+++ Passagem selecionada
A Itália de hoje apresenta-se-nos como um terreno profundamente necessitado e, ao mesmo tempo, favorável para tal testemunho. Profundamente necessitado, porque participa daquela cultura que predomina no Ocidente e que gostaria de apresentar-se como universal e auto-suficiente, gerando um novo estilo de vida. Daqui deriva uma nova onda de iluminismo e de laicismo, para a qual só seria racionalmente válido aquilo que é experimentável e calculável, enquanto no plano da prática a liberdade individual é erigida em valor fundamental ao qual todos os outros deveriam sujeitar-se. Assim Deus permanece excluído da cultura e da vida pública, e a fé nele torna-se mais difícil, também porque vivemos num mundo que se apresenta quase sempre como nossa obra, onde, por assim dizer, Deus já não aparece directamente e parece ter-se tornado supérfluo, aliás alheio. Em estreita relação com tudo isto, tem lugar uma redução radical do homem, considerado um simples produto da natureza, como tal não realmente livre e por si só susceptível de ser tratado como qualquer outro animal. Verifica-se assim uma autêntica inversão do ponto de partida desta cultura, que era uma reivindicação da centralidade do homem e da sua liberdade. Nesta mesma linha, a ética é reconduzida até aos confins do relativismo e do utilitarismo, com a exclusão de todo o princípio moral que seja válido e vinculante por si mesmo. Não é difícil ver como este tipo de cultura representa uma ruptura radical e profunda não só com o cristianismo, mas de modo mais geral com as tradições religiosas e morais da humanidade: portanto, não é capaz de instaurar um verdadeiro diálogo com as demais culturas, nas quais a dimensão religiosa está fortemente presente, além de não poder responder às interrogações fundamentais sobre o sentido e a direcção da nossa vida. Por isso, esta cultura caracteriza-se por uma profunda carência, mas também por uma grande e inutilmente escondida necessidade de esperança.
++++++
+++ Informação apresentada
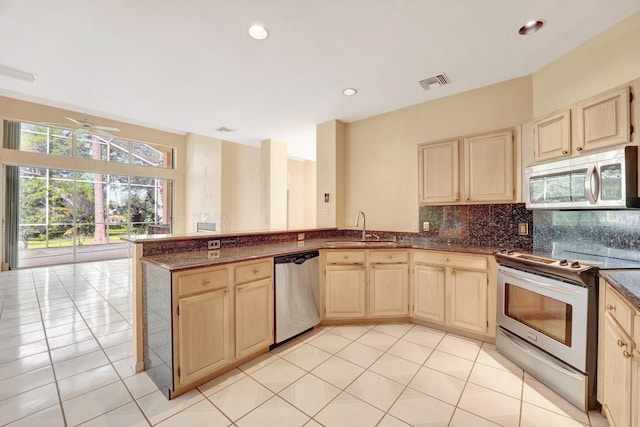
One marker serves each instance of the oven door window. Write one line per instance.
(549, 316)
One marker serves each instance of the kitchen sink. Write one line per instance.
(361, 243)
++++++
* A sua tarefa *
Indique se cada afirmação abaixo concorda com a passagem selecionada. Responda sim ou não e cite as palavras decisivas da passagem.
1. A Itália de hoje é descrita como um terreno ao mesmo tempo necessitado e favorável ao testemunho.
2. Essa cultura é capaz de instaurar um verdadeiro diálogo com as demais culturas.
3. Nessa cultura, a liberdade individual fica subordinada a outros valores.

* Resultado da tarefa *
1. Sim: "A Itália de hoje apresenta-se-nos como um terreno profundamente necessitado e, ao mesmo tempo, favorável para tal testemunho."
2. Não: "não é capaz de instaurar um verdadeiro diálogo com as demais culturas"
3. Não: "a liberdade individual é erigida em valor fundamental ao qual todos os outros deveriam sujeitar-se"